DATA SUPPLIED:
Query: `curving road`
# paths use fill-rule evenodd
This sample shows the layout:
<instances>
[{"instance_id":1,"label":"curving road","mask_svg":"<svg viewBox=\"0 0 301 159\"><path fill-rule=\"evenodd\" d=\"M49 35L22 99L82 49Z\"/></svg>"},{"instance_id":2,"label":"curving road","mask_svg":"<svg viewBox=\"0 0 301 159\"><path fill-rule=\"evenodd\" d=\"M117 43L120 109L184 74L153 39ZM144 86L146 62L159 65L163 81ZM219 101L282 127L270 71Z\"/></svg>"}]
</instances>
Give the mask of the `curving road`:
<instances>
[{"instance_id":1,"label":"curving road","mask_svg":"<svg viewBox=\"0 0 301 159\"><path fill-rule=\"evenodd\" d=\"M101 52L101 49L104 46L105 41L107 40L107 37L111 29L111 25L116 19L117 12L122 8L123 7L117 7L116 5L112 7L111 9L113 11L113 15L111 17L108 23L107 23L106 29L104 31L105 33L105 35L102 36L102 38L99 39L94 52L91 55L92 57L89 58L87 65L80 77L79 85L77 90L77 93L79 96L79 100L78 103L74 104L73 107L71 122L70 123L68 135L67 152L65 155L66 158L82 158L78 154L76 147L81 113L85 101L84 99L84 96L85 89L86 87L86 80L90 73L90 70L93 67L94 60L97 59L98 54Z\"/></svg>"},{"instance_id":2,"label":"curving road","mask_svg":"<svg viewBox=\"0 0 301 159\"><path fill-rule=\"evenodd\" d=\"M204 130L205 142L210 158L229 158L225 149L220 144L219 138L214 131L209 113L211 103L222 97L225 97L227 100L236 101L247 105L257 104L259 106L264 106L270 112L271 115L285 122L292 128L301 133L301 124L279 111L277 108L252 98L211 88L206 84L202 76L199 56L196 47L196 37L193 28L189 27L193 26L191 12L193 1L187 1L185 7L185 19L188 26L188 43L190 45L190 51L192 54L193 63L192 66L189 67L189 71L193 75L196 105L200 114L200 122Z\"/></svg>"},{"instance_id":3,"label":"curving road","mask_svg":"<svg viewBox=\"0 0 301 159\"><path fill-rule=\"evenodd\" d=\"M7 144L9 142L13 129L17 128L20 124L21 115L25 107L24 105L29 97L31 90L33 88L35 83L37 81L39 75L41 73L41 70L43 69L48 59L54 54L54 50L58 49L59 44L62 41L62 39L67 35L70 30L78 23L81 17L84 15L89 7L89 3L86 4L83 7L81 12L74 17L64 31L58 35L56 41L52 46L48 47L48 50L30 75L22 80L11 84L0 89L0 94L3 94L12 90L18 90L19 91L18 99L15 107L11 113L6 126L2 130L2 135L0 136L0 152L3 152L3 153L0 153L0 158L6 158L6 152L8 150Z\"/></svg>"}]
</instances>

STATED GOAL: Write out all of the entries above verbatim, line for line, without altering any character.

THE REPLY:
Query: `curving road`
# paths use fill-rule evenodd
This sample shows the layout:
<instances>
[{"instance_id":1,"label":"curving road","mask_svg":"<svg viewBox=\"0 0 301 159\"><path fill-rule=\"evenodd\" d=\"M49 35L22 99L82 49Z\"/></svg>"},{"instance_id":2,"label":"curving road","mask_svg":"<svg viewBox=\"0 0 301 159\"><path fill-rule=\"evenodd\" d=\"M117 43L120 109L184 74L153 39ZM144 86L146 62L159 65L163 81ZM219 101L282 127L270 71Z\"/></svg>"}]
</instances>
Give the mask of the `curving road`:
<instances>
[{"instance_id":1,"label":"curving road","mask_svg":"<svg viewBox=\"0 0 301 159\"><path fill-rule=\"evenodd\" d=\"M101 52L101 49L104 46L105 41L107 40L107 37L111 29L111 25L116 19L117 12L122 8L123 7L117 7L116 5L112 7L111 9L113 11L113 15L111 17L108 23L107 23L106 29L104 31L105 33L105 35L102 36L102 38L99 39L94 52L91 55L92 57L89 58L87 65L80 77L79 85L77 90L77 93L79 96L79 100L78 103L74 104L73 107L71 122L70 123L68 135L67 152L65 155L66 158L82 158L78 154L76 147L81 113L85 101L84 99L84 96L85 89L86 87L86 80L90 73L90 70L93 67L94 60L97 59L98 54Z\"/></svg>"},{"instance_id":2,"label":"curving road","mask_svg":"<svg viewBox=\"0 0 301 159\"><path fill-rule=\"evenodd\" d=\"M204 130L205 142L210 158L229 158L225 149L220 144L219 138L214 131L209 113L211 103L222 97L225 97L227 100L236 101L247 105L257 104L259 106L264 106L270 112L271 115L285 122L292 128L301 133L301 124L279 111L277 108L252 98L211 88L206 84L202 76L199 56L196 47L196 37L193 28L189 27L193 26L191 12L193 1L187 1L185 7L185 19L188 26L188 43L190 45L190 51L192 54L193 63L192 66L189 67L189 71L193 75L196 105L200 114L200 122Z\"/></svg>"},{"instance_id":3,"label":"curving road","mask_svg":"<svg viewBox=\"0 0 301 159\"><path fill-rule=\"evenodd\" d=\"M7 144L9 142L13 129L17 128L20 124L21 115L25 107L24 105L29 97L31 90L33 88L35 83L37 81L39 75L41 73L41 70L43 69L48 59L54 54L54 50L58 49L59 44L62 41L62 39L67 35L70 30L78 23L81 17L84 15L89 7L89 3L86 4L83 7L81 12L74 17L64 31L58 35L56 41L52 46L48 47L48 50L30 75L22 80L11 84L0 89L0 94L3 94L12 90L18 90L19 91L18 99L15 107L11 113L6 126L2 130L2 135L0 136L0 152L3 152L3 153L0 153L0 158L6 158L6 152L8 150Z\"/></svg>"}]
</instances>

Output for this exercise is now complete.